Study text
Content starts
Here we are, back home and that means two posts today with a bit of luck and some time. First off, ‘though, there is the revival of the sourdough starter and the kefir to think about. The Potwell Inn is a plain sort of a place – or it would be if it existed –  and here we try to avoid mystification, and when it comes to sourdough starters and their care, there’s enough ordure written about it to keep our allotment fertile for the next ten years. So here’s the key principle: wild yeasts are are ubiquitous – they’re everywhere and they’ll still be there centuries after the last lobbyist declares that chemical X will save the world, thereby ending the world. I’ve only killed a sourdough starter once and that was a deliberate experiment to see how long I could neglect it before it died.  The answer was that I couldn’t kill it at all, but under the anaerobic conditions of its container it turned into another life-form so powerfully smelly that I had to throw the container away.  Second point is that getting a starter going is so easy you wonder how the hipster artisan bakers have got the nerve to sell the knowledge for £150 a morning. Get some dark rye flour and stir it into some tap water and leave it in a warm place until it starts to bubble (could be days – don’t wory).  Then throw half of that away and add more flour and more tap water, give it a stir and keep going like that until it’s ready to use.
Content ends
Entries provided
Content starts
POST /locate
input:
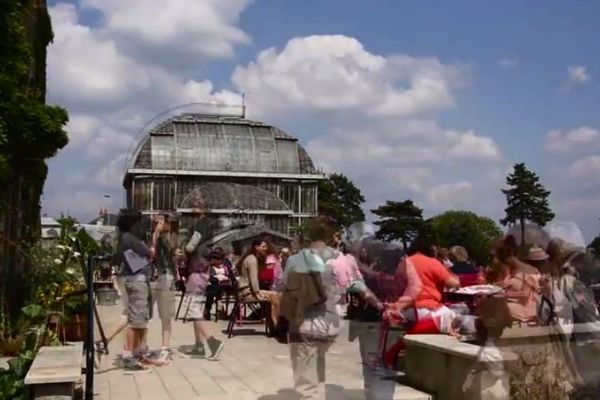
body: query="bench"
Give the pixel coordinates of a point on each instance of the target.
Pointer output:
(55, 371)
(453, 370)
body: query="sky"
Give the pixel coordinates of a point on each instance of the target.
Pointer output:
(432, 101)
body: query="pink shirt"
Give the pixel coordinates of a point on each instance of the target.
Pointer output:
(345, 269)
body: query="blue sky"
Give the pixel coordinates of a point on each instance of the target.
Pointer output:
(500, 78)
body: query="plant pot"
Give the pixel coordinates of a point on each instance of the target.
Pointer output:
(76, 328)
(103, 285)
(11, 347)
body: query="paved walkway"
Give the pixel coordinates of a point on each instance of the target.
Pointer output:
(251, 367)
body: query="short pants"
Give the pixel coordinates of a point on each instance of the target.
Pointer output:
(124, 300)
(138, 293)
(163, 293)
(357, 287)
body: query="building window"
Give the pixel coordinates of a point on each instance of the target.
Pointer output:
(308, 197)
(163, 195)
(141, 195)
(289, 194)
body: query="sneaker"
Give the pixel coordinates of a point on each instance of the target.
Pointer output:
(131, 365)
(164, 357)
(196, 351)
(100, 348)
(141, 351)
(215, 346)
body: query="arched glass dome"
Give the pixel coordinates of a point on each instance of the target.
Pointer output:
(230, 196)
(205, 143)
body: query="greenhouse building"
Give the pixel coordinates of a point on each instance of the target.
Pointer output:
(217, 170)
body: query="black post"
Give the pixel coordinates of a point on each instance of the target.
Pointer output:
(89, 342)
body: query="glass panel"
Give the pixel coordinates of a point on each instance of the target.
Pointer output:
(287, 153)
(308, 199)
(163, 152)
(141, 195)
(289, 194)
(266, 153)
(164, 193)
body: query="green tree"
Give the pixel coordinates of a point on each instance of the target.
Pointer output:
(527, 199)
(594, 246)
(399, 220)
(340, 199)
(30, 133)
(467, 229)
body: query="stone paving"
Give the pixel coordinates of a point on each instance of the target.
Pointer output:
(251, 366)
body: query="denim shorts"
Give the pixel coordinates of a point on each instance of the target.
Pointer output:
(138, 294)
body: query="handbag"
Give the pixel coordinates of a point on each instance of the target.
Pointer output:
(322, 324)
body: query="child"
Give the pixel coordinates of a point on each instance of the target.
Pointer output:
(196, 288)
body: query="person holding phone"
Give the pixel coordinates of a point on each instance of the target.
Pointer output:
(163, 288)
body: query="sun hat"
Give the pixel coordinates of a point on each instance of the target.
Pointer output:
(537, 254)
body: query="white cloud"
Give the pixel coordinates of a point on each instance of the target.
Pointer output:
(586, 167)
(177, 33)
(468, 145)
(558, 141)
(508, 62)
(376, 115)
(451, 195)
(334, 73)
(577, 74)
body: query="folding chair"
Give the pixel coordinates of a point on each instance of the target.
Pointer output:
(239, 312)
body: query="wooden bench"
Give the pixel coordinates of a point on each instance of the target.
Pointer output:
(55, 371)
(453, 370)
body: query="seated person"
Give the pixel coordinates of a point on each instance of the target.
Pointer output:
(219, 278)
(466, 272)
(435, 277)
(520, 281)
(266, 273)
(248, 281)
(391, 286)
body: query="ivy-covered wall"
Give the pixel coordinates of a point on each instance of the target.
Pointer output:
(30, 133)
Content ends
Content starts
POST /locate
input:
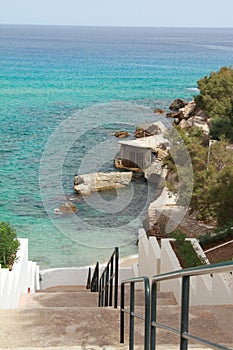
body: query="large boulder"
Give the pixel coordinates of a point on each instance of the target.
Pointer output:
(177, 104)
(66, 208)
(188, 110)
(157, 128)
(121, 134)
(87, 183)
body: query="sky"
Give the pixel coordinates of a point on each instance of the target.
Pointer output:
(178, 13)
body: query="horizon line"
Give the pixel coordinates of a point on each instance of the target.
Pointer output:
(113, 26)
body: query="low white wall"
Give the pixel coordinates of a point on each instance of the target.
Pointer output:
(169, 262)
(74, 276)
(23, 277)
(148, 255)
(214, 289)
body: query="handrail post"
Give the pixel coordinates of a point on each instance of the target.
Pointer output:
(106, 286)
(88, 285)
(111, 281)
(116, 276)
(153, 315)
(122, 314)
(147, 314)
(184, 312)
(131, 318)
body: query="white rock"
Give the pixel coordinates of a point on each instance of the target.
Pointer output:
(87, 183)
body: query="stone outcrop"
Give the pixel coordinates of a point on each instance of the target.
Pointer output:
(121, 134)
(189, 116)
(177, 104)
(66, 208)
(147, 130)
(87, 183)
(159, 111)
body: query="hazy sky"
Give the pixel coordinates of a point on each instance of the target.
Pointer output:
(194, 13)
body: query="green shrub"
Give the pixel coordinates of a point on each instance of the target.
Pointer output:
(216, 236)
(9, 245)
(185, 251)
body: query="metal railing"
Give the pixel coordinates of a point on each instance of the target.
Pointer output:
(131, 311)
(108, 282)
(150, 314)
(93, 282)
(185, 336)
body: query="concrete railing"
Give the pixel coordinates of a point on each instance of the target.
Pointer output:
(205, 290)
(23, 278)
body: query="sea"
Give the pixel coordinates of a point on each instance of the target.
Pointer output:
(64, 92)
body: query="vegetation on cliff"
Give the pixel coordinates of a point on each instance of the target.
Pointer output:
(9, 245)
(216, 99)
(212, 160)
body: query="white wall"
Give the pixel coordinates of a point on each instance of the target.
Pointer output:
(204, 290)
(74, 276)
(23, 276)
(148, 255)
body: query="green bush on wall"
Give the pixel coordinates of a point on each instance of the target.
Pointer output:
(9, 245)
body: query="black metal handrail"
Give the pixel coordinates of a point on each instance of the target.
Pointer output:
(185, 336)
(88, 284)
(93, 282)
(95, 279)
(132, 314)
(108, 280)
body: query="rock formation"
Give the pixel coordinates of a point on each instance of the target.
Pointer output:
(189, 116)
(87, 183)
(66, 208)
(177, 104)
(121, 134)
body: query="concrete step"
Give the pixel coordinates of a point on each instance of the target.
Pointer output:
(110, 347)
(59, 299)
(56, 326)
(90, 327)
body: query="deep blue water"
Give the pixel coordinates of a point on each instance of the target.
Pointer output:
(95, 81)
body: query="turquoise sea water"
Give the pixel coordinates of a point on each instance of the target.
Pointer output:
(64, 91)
Content ends
Content starts
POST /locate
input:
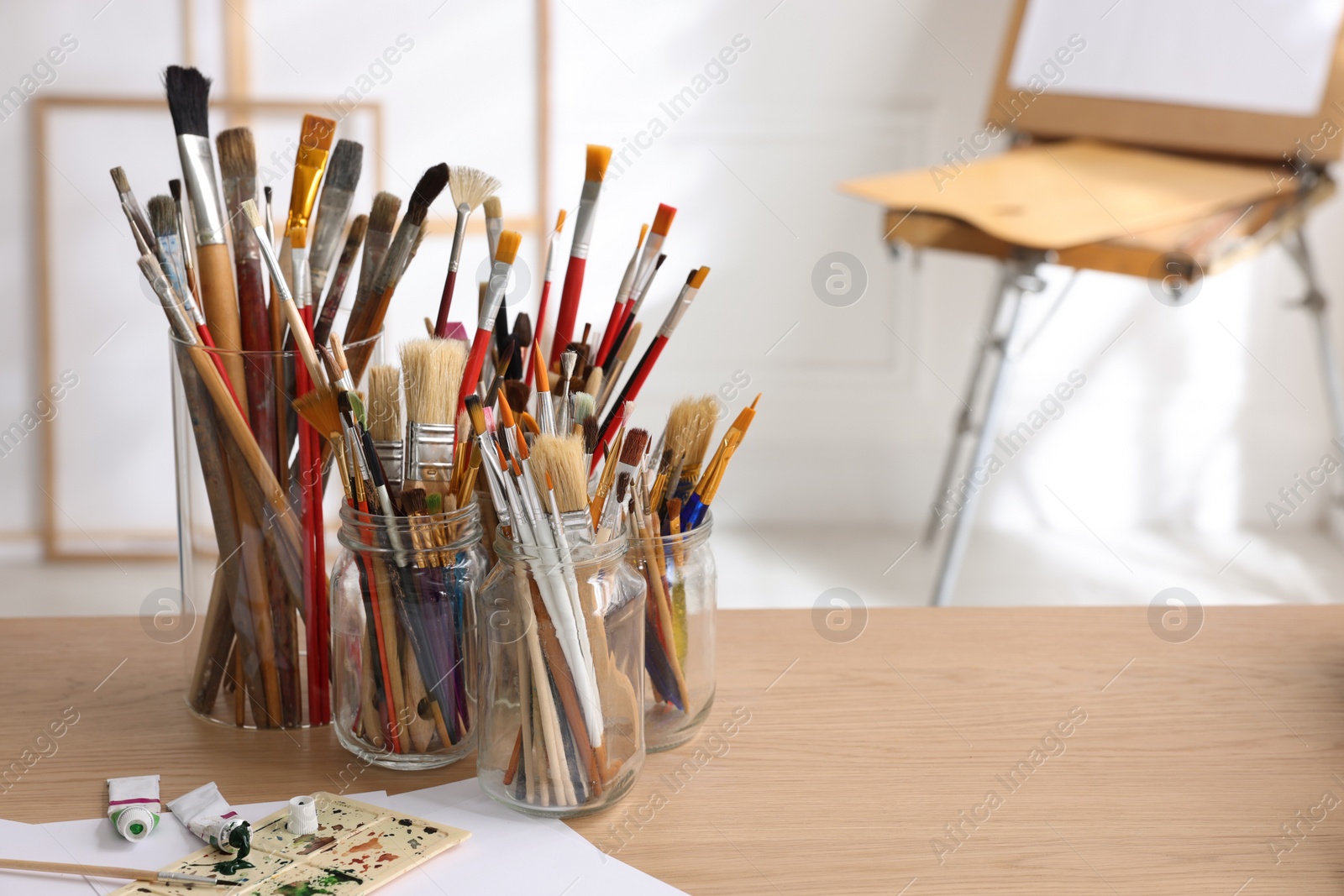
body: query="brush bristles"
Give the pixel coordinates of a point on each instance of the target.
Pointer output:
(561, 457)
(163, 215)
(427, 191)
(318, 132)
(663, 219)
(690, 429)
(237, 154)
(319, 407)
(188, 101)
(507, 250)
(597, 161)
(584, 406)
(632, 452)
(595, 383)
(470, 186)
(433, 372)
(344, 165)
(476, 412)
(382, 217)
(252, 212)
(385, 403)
Content ends
Work to complete
Copy out the whole text about reviving a sourdough starter word for word.

Exercise result
Here we are, back home and that means two posts today with a bit of luck and some time. First off, ‘though, there is the revival of the sourdough starter and the kefir to think about. The Potwell Inn is a plain sort of a place – or it would be if it existed –  and here we try to avoid mystification, and when it comes to sourdough starters and their care, there’s enough ordure written about it to keep our allotment fertile for the next ten years. So here’s the key principle: wild yeasts are are ubiquitous – they’re everywhere and they’ll still be there centuries after the last lobbyist declares that chemical X will save the world, thereby ending the world. I’ve only killed a sourdough starter once and that was a deliberate experiment to see how long I could neglect it before it died.  The answer was that I couldn’t kill it at all, but under the anaerobic conditions of its container it turned into another life-form so powerfully smelly that I had to throw the container away.  Second point is that getting a starter going is so easy you wonder how the hipster artisan bakers have got the nerve to sell the knowledge for £150 a morning. Get some dark rye flour and stir it into some tap water and leave it in a warm place until it starts to bubble (could be days – don’t wory).  Then throw half of that away and add more flour and more tap water, give it a stir and keep going like that until it’s ready to use.